- **Source records**:
================================

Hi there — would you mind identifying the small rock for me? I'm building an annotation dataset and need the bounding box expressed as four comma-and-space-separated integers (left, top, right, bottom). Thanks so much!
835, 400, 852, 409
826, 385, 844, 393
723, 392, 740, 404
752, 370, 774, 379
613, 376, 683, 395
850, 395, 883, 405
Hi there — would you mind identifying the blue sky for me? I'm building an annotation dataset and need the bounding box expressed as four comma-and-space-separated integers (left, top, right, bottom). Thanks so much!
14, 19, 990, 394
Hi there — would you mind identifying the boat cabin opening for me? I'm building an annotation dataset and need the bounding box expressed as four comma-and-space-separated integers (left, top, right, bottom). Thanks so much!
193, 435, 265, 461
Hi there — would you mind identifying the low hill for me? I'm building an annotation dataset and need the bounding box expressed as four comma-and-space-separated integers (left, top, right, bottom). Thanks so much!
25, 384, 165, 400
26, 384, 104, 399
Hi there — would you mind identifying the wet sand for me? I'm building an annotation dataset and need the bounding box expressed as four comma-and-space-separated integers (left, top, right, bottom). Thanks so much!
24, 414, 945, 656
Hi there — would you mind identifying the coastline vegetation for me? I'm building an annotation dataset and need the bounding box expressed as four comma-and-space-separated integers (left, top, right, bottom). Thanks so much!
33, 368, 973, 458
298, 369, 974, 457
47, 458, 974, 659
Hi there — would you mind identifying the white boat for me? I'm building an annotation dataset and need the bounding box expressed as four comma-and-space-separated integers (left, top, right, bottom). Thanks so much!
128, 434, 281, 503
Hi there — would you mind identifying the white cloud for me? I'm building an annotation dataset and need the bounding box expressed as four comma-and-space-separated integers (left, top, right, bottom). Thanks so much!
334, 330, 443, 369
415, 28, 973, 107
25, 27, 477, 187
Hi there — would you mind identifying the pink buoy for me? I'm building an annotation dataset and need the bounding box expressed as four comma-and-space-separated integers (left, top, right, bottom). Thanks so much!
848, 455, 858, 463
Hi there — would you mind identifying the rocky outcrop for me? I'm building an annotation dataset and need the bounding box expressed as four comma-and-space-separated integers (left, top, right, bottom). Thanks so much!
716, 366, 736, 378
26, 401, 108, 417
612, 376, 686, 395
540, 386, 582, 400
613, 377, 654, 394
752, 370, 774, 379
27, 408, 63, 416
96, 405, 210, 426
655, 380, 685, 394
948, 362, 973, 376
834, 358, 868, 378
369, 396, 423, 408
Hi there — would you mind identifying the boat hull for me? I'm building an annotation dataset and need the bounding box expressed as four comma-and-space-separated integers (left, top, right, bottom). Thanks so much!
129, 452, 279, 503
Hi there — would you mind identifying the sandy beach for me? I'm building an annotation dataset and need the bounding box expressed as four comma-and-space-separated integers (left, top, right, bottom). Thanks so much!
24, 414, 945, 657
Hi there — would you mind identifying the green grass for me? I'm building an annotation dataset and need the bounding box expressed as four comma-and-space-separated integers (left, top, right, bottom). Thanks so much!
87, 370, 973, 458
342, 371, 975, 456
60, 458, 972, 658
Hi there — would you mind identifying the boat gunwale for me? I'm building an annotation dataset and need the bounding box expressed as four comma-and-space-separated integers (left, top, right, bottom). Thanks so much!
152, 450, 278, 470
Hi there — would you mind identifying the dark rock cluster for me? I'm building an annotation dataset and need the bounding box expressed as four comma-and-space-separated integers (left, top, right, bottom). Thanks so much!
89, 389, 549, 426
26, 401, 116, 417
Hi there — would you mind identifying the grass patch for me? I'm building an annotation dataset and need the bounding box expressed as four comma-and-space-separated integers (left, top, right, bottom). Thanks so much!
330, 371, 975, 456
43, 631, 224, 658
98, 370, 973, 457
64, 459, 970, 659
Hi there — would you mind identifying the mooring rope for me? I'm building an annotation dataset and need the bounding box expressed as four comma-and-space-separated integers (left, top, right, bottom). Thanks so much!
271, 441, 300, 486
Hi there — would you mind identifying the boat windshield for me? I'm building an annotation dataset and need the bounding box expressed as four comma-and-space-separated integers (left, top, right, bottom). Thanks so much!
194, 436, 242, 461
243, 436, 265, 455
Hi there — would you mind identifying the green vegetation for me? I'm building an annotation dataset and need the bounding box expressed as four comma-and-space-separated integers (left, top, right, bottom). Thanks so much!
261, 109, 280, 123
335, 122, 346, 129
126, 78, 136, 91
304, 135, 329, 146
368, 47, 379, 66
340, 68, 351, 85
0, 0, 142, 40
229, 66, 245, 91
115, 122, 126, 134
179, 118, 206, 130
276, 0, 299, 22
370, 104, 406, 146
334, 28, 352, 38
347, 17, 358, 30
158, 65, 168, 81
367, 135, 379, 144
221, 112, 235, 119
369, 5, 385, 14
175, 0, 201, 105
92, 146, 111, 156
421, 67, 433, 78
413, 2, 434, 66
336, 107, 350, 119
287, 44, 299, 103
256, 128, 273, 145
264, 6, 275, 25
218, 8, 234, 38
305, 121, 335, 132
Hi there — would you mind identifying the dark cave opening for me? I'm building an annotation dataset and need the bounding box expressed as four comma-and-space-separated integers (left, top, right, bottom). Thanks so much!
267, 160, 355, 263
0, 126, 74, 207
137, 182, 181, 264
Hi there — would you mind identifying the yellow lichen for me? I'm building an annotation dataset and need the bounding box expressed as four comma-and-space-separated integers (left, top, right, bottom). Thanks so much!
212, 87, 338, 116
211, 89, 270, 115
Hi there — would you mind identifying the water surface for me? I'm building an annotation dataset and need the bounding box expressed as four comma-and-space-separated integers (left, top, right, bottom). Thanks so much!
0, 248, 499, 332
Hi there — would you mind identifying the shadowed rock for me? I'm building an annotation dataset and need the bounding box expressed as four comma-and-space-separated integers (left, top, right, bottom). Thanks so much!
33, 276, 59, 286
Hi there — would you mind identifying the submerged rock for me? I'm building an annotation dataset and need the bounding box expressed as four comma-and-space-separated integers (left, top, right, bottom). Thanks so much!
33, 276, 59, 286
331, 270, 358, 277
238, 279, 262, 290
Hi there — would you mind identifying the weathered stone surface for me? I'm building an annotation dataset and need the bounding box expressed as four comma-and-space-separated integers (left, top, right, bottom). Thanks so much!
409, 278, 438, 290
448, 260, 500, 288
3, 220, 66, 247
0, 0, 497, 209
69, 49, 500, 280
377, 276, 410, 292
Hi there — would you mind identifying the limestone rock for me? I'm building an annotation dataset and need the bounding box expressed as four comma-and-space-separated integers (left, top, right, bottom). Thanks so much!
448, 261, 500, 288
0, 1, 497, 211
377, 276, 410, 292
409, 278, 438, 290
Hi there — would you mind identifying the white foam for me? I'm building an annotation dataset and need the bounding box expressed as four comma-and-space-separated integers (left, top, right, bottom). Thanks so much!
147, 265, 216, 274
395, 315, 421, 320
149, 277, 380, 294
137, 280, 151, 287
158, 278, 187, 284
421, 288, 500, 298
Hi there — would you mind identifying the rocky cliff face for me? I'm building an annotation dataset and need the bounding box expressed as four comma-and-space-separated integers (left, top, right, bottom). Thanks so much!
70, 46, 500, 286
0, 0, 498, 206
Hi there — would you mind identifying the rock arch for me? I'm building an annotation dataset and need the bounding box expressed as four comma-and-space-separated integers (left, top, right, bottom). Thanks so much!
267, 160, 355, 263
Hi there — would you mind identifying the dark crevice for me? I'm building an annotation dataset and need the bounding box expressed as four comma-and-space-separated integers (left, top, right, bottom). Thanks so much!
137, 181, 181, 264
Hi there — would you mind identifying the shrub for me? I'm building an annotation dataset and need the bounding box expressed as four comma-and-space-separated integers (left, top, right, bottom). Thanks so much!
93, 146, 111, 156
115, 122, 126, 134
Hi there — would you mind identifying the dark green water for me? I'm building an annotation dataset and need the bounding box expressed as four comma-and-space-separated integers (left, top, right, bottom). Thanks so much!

================================

- **What you will do**: Starting at the line that contains "Hi there — would you mind identifying the dark crevice", write out every line through the end of the entries, exactly and with nothing added.

- **Solution for this exercise**:
Hi there — would you mind identifying the dark crevice for me? I'm building an annotation dataset and need the bounding box expressed as four comma-and-space-separated integers (left, top, right, bottom). Thanks so much!
137, 181, 181, 264
Hi there — would you mind identifying the shrub for me? I'm building an annotation dataset and need the bounding box expressed as four comma-and-space-separated integers (left, top, right, bottom). Thanks so much!
93, 146, 111, 156
115, 122, 126, 134
Hi there — would you mind identifying the dark green water for me? I'm building an annotation dataset and need the bounding box expressed as four comma-and-space-separated integers (left, top, right, bottom). Thanks so much!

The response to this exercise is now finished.